START Data shown

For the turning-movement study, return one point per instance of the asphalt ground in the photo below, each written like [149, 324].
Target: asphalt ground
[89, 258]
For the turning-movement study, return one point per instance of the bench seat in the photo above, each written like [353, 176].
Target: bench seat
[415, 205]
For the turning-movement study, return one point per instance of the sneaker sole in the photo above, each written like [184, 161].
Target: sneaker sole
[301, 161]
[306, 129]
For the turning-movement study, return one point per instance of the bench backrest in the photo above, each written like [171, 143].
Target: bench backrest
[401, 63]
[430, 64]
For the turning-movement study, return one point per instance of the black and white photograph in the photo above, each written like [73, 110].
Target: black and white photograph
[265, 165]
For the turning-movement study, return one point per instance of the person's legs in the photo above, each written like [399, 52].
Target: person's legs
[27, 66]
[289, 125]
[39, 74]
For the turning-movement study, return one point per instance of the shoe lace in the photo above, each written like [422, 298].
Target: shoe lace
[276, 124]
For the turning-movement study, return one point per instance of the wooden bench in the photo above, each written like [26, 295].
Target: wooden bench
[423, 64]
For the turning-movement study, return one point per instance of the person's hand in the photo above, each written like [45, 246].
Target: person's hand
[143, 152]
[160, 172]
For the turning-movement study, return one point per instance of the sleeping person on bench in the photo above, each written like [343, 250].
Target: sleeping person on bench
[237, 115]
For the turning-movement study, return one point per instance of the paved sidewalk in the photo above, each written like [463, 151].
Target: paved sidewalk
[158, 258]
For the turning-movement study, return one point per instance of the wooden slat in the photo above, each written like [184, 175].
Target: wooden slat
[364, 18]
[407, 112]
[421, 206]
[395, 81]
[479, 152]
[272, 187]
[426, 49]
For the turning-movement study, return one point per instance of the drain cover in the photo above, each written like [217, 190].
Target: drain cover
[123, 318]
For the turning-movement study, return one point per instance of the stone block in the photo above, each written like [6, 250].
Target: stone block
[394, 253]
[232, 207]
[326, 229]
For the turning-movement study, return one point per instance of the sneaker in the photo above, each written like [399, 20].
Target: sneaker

END Data shown

- [What you are asked to do] Reproduce every row above, replacing "drain cover" with "manhole cover" wherever it occurs and leaving everything else unchanged.

- [Result]
For the turning-movement study, return one point per instance of the asphalt ground in the photo below, each written like [149, 324].
Target: asphalt ground
[89, 258]
For the turning-movement study, return one point per instance of the bench seat in the photo above, each written like [353, 176].
Target: bench seat
[415, 205]
For the turning-movement study, return one point per instance of the sneaker sole in the photo above, each written like [184, 161].
Target: sneaker sole
[301, 161]
[306, 129]
For the turning-movement study, return one point per instance of the bench backrest in the photo above, each written like [171, 143].
Target: bench backrest
[401, 63]
[430, 64]
For the turning-movement study, return one point per instance of the black and white photograph in the photo above, each written like [73, 110].
Target: black and white photograph
[265, 165]
For the turning-movement study, return one point per instance of the person's legs in the photo above, each written like [399, 52].
Target: person's legs
[27, 66]
[289, 125]
[39, 74]
For the turning-movement study, return one point per instance of the shoe lace in the photo above, each written like [422, 298].
Target: shoe lace
[276, 124]
For the turning-movement study, return one point per instance of the wooden bench in the photo above, each written like [26, 295].
Target: wooden bench
[423, 64]
For the turning-movement study, return one point per instance of the person's hand in the photo above, each written like [45, 246].
Target: person's hand
[143, 152]
[160, 172]
For the turning-movement study, return one point per instance of the sleeping person on bench in the photo above, each written like [343, 250].
Target: sleeping person on bench
[237, 115]
For the turning-movement study, return one point per instance of the paved sidewalk in the photo above, each written like [463, 151].
Target: paved sidewalk
[158, 258]
For the turning-movement study, return one point per instance of the wooden slat in the photo above, each written like [184, 175].
Target: wooden slat
[364, 18]
[407, 112]
[421, 206]
[395, 81]
[479, 152]
[272, 187]
[426, 49]
For the turning-movement study, return one point per instance of the manhole cover in the photo above, each written like [217, 190].
Target: manhole cover
[123, 318]
For the turning-movement study, return one point per instance of the stone block in the photo above, each written like [6, 250].
Target: stone block
[394, 253]
[232, 207]
[326, 229]
For the turning-movement study, return one point per instance of the sneaker in the photo above, each written like [399, 20].
Target: sneaker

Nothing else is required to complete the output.